▸ **TASK OBJECTIVE**: Reproduce the listing exactly and skip over any pictures.
________________
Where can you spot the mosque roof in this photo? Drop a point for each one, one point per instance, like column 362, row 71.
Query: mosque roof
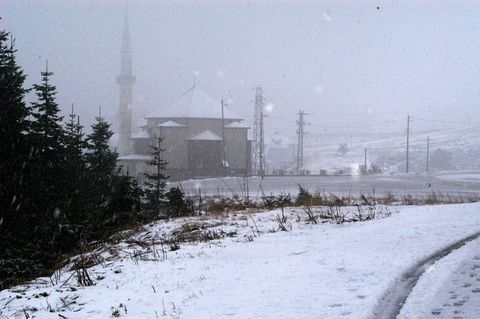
column 194, row 104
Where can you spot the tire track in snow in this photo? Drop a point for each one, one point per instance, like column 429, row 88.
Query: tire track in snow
column 392, row 301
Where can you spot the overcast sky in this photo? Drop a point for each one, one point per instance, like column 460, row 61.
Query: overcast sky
column 338, row 60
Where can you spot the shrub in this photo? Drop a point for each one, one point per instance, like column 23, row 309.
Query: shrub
column 177, row 204
column 304, row 197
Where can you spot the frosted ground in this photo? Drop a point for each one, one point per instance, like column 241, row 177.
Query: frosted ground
column 310, row 271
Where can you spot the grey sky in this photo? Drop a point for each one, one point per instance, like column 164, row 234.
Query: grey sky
column 338, row 60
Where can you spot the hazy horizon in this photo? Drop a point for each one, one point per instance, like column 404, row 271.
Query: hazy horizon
column 355, row 67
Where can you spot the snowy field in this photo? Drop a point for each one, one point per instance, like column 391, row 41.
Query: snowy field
column 254, row 271
column 415, row 184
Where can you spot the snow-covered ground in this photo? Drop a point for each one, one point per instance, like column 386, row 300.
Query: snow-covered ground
column 450, row 288
column 399, row 184
column 311, row 271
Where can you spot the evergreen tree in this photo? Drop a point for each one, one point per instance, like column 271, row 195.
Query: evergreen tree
column 14, row 124
column 74, row 167
column 126, row 195
column 155, row 182
column 48, row 149
column 101, row 164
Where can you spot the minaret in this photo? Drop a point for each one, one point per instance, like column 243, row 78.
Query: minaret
column 125, row 80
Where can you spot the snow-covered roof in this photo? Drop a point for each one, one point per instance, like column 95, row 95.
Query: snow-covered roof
column 141, row 134
column 170, row 124
column 194, row 104
column 206, row 135
column 142, row 123
column 236, row 125
column 135, row 157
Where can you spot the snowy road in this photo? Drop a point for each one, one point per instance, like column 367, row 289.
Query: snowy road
column 379, row 184
column 449, row 289
column 312, row 271
column 392, row 303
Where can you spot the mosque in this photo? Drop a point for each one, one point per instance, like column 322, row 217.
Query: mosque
column 201, row 137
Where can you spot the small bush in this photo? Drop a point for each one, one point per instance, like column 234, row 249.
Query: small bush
column 304, row 197
column 177, row 204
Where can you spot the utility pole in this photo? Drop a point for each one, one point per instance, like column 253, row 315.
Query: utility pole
column 224, row 160
column 408, row 139
column 428, row 151
column 365, row 161
column 300, row 134
column 258, row 134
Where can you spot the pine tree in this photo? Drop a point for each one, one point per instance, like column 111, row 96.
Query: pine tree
column 155, row 182
column 49, row 152
column 73, row 168
column 101, row 164
column 14, row 124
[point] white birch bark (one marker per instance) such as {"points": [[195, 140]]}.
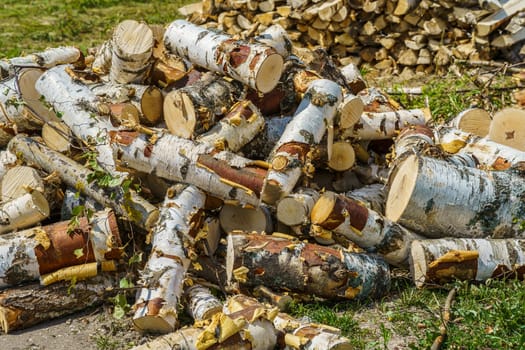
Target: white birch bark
{"points": [[413, 139], [488, 153], [256, 65], [130, 205], [22, 212], [7, 160], [201, 304], [439, 199], [242, 123], [294, 209], [276, 37], [177, 159], [45, 59], [380, 126], [156, 303], [132, 47], [472, 120], [102, 62], [14, 113], [68, 98], [315, 113], [363, 226], [23, 253], [443, 260]]}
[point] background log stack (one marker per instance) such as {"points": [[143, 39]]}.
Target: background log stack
{"points": [[385, 34], [249, 183]]}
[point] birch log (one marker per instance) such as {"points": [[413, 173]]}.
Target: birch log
{"points": [[224, 174], [315, 113], [294, 209], [363, 226], [45, 59], [256, 65], [473, 120], [22, 212], [129, 204], [437, 261], [488, 153], [26, 306], [507, 127], [298, 334], [132, 47], [68, 98], [31, 254], [156, 303], [194, 109], [282, 264], [238, 127], [380, 126], [200, 303], [438, 199]]}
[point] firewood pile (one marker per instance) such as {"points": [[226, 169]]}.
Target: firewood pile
{"points": [[387, 34], [237, 168]]}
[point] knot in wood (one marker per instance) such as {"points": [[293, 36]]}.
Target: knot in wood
{"points": [[279, 163]]}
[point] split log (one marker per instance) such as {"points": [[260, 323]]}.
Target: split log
{"points": [[276, 37], [127, 204], [438, 199], [353, 78], [380, 126], [33, 253], [224, 174], [489, 154], [255, 65], [437, 261], [508, 128], [490, 23], [298, 334], [24, 211], [156, 303], [45, 59], [238, 127], [69, 98], [294, 209], [200, 303], [147, 99], [58, 137], [193, 110], [7, 160], [315, 113], [261, 146], [239, 218], [23, 307], [363, 226], [132, 48], [372, 196], [473, 120], [304, 268]]}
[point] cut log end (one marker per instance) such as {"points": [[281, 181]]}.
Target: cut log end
{"points": [[269, 73], [401, 188], [322, 208], [343, 156]]}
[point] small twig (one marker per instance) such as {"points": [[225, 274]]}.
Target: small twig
{"points": [[445, 318]]}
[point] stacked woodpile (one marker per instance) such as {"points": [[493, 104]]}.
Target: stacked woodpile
{"points": [[260, 177], [387, 34]]}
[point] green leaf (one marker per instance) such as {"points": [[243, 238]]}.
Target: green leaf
{"points": [[125, 283], [79, 253], [135, 259]]}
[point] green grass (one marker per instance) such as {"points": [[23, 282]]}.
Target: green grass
{"points": [[29, 26]]}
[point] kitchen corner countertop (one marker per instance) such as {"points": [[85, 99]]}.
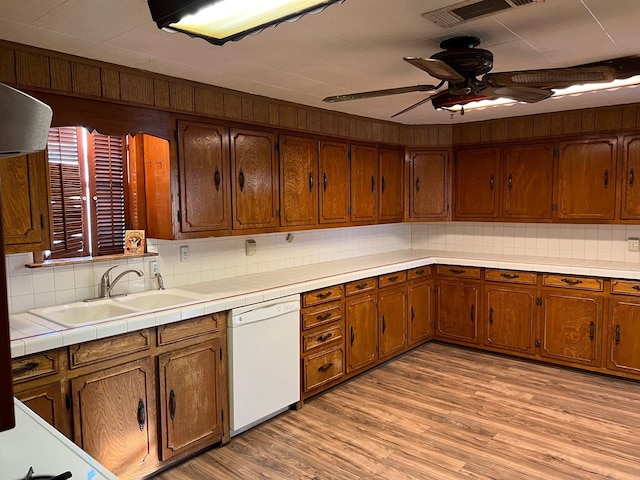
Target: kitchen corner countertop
{"points": [[31, 334]]}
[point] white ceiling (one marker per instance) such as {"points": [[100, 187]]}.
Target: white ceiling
{"points": [[352, 47]]}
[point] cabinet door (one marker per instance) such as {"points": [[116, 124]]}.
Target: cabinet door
{"points": [[476, 183], [510, 318], [571, 327], [586, 179], [203, 160], [364, 184], [335, 177], [391, 196], [25, 209], [114, 415], [392, 321], [457, 311], [255, 179], [624, 335], [49, 404], [420, 298], [428, 184], [630, 208], [528, 182], [298, 181], [190, 403], [362, 331]]}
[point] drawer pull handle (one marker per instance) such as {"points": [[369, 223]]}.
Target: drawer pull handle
{"points": [[510, 276], [325, 337], [172, 404], [27, 367], [326, 367], [142, 415]]}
________________
▸ **ANSWER IN FULL**:
Where can you spot the mosque roof in this photo? Drop a point for each one, one point per instance, like column 362, row 71.
Query: mosque roof
column 194, row 104
Where can you spot the tire track in snow in this photo? Drop a point for each one, one point per instance, like column 429, row 88.
Query: tire track in snow
column 392, row 301
Where can you spot the overcast sky in this photo? Drop a point for each one, one point per instance, like column 460, row 61.
Query: overcast sky
column 338, row 60
Where can you spot the shrub in this photo? Drop a point for each one, one point per instance, like column 23, row 309.
Query: shrub
column 177, row 204
column 304, row 197
Where can you spot the frosted ground in this photo? Drop a point for each one, one point per instance, like column 241, row 177.
Query: frosted ground
column 310, row 271
Where can you spot the grey sky in this photo? Drop a point for each one, one point per instance, like column 164, row 234.
Query: grey sky
column 338, row 60
Where can you spot the hazy horizon in this photo? Drop a point for each one, one point per instance, like column 404, row 271.
Query: hazy horizon
column 355, row 67
Where can you spot the snowy field in this photo? Drop a point for each one, one point per instance, like column 391, row 41.
Query: snowy field
column 254, row 271
column 415, row 184
Where can you spot the snow-covered ground in this photo? Drop a point for each one, one point per instance, like column 386, row 300.
Query: snow-covered ground
column 450, row 288
column 399, row 184
column 311, row 271
Where can you spot the evergreen tree in this photo? Drop a point for each one, one point per instance, like column 271, row 195.
Query: evergreen tree
column 14, row 124
column 74, row 167
column 126, row 195
column 155, row 182
column 48, row 149
column 101, row 164
Where can you spot the minaret in this photo? Drop a point for each one, one point per instance, like column 243, row 78.
Query: minaret
column 125, row 80
Where can you spot the snow-covered roof in this photo? Drop a point for each one, one point per instance, like column 95, row 95.
Query: snow-covered roof
column 141, row 134
column 170, row 124
column 194, row 104
column 206, row 135
column 142, row 123
column 236, row 125
column 135, row 157
Where can you spot the snowy road in this photo? Drop a point for each one, one point per instance, like column 367, row 289.
Query: snowy road
column 379, row 184
column 449, row 289
column 312, row 271
column 392, row 303
Where can you spot the mosque in this photo? Drop a point for each one, one point per instance, like column 322, row 217.
Query: mosque
column 201, row 137
Where can you spot the small bush in this photo? Drop a point for each one, one point per instance, like column 234, row 249.
Query: small bush
column 304, row 197
column 177, row 204
Where can you spot the utility pole in this photo? Drop a point for each one, one point per instance, like column 253, row 315.
Query: utility pole
column 224, row 160
column 408, row 139
column 428, row 151
column 365, row 161
column 300, row 134
column 258, row 134
Where can you spot the pine tree in this photo? Drop a point for each one, one point per instance, like column 111, row 96.
Query: pine tree
column 155, row 182
column 49, row 152
column 73, row 168
column 101, row 164
column 14, row 124
[point] white birch bark (one marker per instance) such as {"points": [[195, 140]]}.
Target: white birch bark
{"points": [[413, 139], [488, 153], [256, 65], [130, 205], [22, 212], [7, 160], [201, 304], [439, 199], [242, 123], [294, 209], [276, 37], [177, 159], [45, 59], [380, 126], [156, 303], [132, 47], [472, 120], [102, 62], [14, 113], [68, 98], [315, 113], [363, 226], [23, 253], [443, 260]]}
[point] background log stack (one marker per instance) such as {"points": [[143, 39]]}.
Target: background log stack
{"points": [[385, 34], [249, 183]]}
[point] birch log (one marker per instance) such as {"points": [[413, 173]]}.
Target: birch log
{"points": [[224, 174], [315, 113], [294, 209], [363, 226], [45, 59], [256, 65], [473, 120], [22, 212], [129, 204], [437, 261], [488, 153], [26, 306], [507, 127], [298, 334], [132, 47], [68, 98], [31, 254], [156, 303], [194, 109], [282, 264], [238, 127], [380, 126], [200, 303], [438, 199]]}
[point] firewood pile (one marker per instance) such as {"points": [[226, 169]]}.
Target: firewood pile
{"points": [[387, 34], [237, 168]]}
[point] knot in wood (one marker per instance) such as {"points": [[293, 36]]}.
Target: knot in wood
{"points": [[279, 163]]}
[point] split log (one marker per instance) such as {"points": [[260, 323]]}.
Target: split log
{"points": [[276, 37], [127, 204], [438, 199], [353, 78], [380, 126], [33, 253], [224, 174], [489, 154], [255, 65], [437, 261], [508, 128], [490, 23], [298, 334], [24, 211], [156, 303], [45, 59], [238, 127], [69, 98], [294, 209], [200, 303], [147, 99], [58, 137], [193, 110], [7, 160], [315, 113], [261, 146], [239, 218], [23, 307], [363, 226], [132, 48], [372, 196], [473, 120], [304, 268]]}
[point] cut log end (one marker per instance) such as {"points": [[281, 181]]}.
Target: cut log end
{"points": [[269, 73], [401, 188], [322, 208], [343, 156]]}
[point] small twig (one marker per instance) such as {"points": [[225, 274]]}.
Target: small twig
{"points": [[445, 318]]}
[point] stacked woodpile (one marker per instance) such as {"points": [[493, 104]]}.
Target: stacked woodpile
{"points": [[260, 177], [387, 34]]}
[point] green leaf (one marker per instance) such as {"points": [[243, 238]]}.
Target: green leaf
{"points": [[125, 283], [79, 253], [135, 259]]}
[point] green grass (one marker per instance) such as {"points": [[23, 282]]}.
Target: green grass
{"points": [[29, 26]]}
[point] kitchen corner countertop (one marker per instance) such as {"points": [[85, 99]]}.
Target: kitchen corner countertop
{"points": [[31, 334]]}
[point] white ceiling (one marker per instance) such as {"points": [[100, 187]]}.
Target: white ceiling
{"points": [[352, 47]]}
[point] cabinet door (one marker per instance) such as {"points": [[116, 124]]}.
Target: cabinet door
{"points": [[476, 183], [510, 318], [571, 327], [586, 179], [203, 160], [364, 184], [335, 177], [391, 196], [25, 209], [114, 415], [392, 321], [457, 311], [255, 179], [624, 335], [49, 404], [420, 298], [428, 184], [630, 208], [528, 182], [298, 181], [190, 403], [362, 331]]}
[point] drawer pull handle (one marker per instance) such as {"points": [[369, 223]]}.
Target: drawer pull handle
{"points": [[510, 276], [325, 337], [172, 404], [27, 367], [326, 367], [142, 415]]}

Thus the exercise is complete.